Задание: Продолжите отрывок о женских ролях в фильмах Юлия Райзмана, начав сразу после его последнего предложения.

Отрывок для чтения:
::::::::::

С первыми (вытесняемыми) ситуация куда сложнее. Если взаимодействие между публичным и микрогрупповыми уровнями кодирования налажено и каждый уровень действует «в рамках собственной компетенции», не покушаясь на сопредельные зоны, то женские сюжеты и связанные с ними поведенческие и кодовые стратегии тихо существуют на периферии публичного пространства, не оставляя по себе в писаной (и другой, так или иначе проявляемой публично) истории практически никакого следа – если не считать таковым жанрово трансформированные «вмешательства» публичного пространства в микрогрупповые зоны – как в комедиях Аристофана. Если же публичное пространство и соответствующие уровни кодирования начинают активно претендовать на присвоение (и, соответственно, перекодирование) микрогрупповых пространств и поведенческих/кодовых стратегий, то «женский дискурс» волей-неволей становится самой логичной жертвой этого процесса. Начиная, понятное дело, с сексуальных практик – и заканчивая любыми другими практиками и пространствами, которые являются системообразующими для женских ролей и воспринимаются как женские par excellence.

Советская действительность, построенная на: 1) большевистской атаке на любые микрогрупповые пространства с целью их публичной трансформации и соответствующего перекодирования и 2) на сталинско-имперской утопии тотального контроля над личностью (через атомизацию общества и, соответственно, разрушение всех возможных микрогрупповых пространств и кодов), просто обязана была «выдавливать женское».

Здесь берет начало целый ряд общих, независимых от конкретного периода и конкретного «языка эпохи» особенностей творческой манеры наделенного невероятным социальным чутьем Юлия Райзмана. Во-первых, это уже упомянутая выше «неприступность» женщин при контакте с любимым человеком. Женщина не просто не имеет права на сексуальную инициативу, она должна подчеркнуто любую инициативу разрушать – до тех пор, пока не «придет время». Во-вторых, «правильная» женщина у Райзмана самореализуется только через публичное пространство в его образовательной31 и производственной32 составляющих. И в-третьих, женщина неизбежно маркирует собой «вяжущее» домашнее пространство33. Именно по этим причинам в конечном счете «не получается» и история Ромео и Джульетты в «А если это любовь?». Героиню34 на протяжении большей части фильма слишком властно репрессируют полудеревенские семейные контексты. Затем, пережив кризис и «инициационную смерть», она уже сама моделирует стандартный у Райзмана открытый финал – уезжая из родного города «в другую сторону» (герой уезжает как раз на запад, под Курск), учиться «на химическом». Впрочем, на предложение героя поехать за ней следом она категорическим отказом все-таки не отвечает: счастье в принципе возможно, но не в финальных кадрах у Райзмана35.

::::::::::

Строки разметки мест на изображениях
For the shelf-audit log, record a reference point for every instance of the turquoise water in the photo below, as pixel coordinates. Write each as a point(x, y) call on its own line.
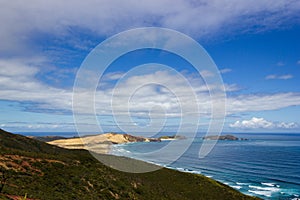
point(266, 165)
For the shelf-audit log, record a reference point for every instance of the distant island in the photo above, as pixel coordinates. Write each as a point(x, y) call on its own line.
point(222, 137)
point(32, 169)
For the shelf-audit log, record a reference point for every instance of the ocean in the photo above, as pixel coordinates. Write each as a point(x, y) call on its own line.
point(265, 165)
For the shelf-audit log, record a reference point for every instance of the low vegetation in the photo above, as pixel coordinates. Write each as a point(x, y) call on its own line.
point(36, 170)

::::::::::

Ответ на задание:
Пожалуй, самый сложный период в творческой жизни режиссера – это семидесятые годы, время самых претенциозных и, пожалуй, самых неудачных его фильмов. «Твой современник» (1967), сиквел «Коммуниста», надрывно и не слишком убедительно пытается вписать прежние темы в изменившуюся реальность. Но только одна-две из них действительно «держат воду». Скромный лысый гений на службе народу «выстреливает» в образе профессора Ниточкина36. Женщина как неотъемлемый атрибут сковывающего семейного пространства властно заявляет о себе в роли бывшей жены Губанова37 – странным, но весьма показательным для эволюции режиссера образом совместившись с образом «вечной комсомолки», настаивающей на праве тотального контроля, да еще и сексуально нереализовавшейся. «Визит вежливости» (1972) и «Странная женщина» (1977) только усиливают впечатление, что бывший энтузиаст, сторонник возвращения к ленинским принципам и оттепельный интеллигент Райзман попросту не знает, что и как ему следует говорить в обществе, где идеологически заряженные дискурсы уже воспринимаются большей частью населения как белый шум. Он пытается учить Запад и предостерегать его от неминуемой катастрофы, что даже на советском экране начала семидесятых выглядит достаточно ходульно. А затем по-своему смело и провокативно бьется с категорически неверной, как ему представляется, эволюцией представлений об отношениях между мужчиной и женщиной: но язык, на котором он об этом говорит, в конце семидесятых звучит странно.

И тем более неожиданны два последних фильма Райзмана, «Частная жизнь» (1982) и «Время желаний» (1984). Фильмы не по-стариковски энергичные и мощные. И горькие невероятно. Фильмы, по которым ясно как дважды два, что рухнуло все. Бесповоротно. Что это публичное пространство и те люди, которые в него выбрались и заселили его – дерьмо. Ради которого не стоило и огород городить.

И ход, выбранный Райзманом для обоих фильмов, на этот раз безупречен. Гиперчувствительный к языкам эпохи, он четко увидел те места, в которые нужно ударить, чтобы рассчитаться с ней за собственные обманутые надежды. Бить нужно не по фактам, а по символам.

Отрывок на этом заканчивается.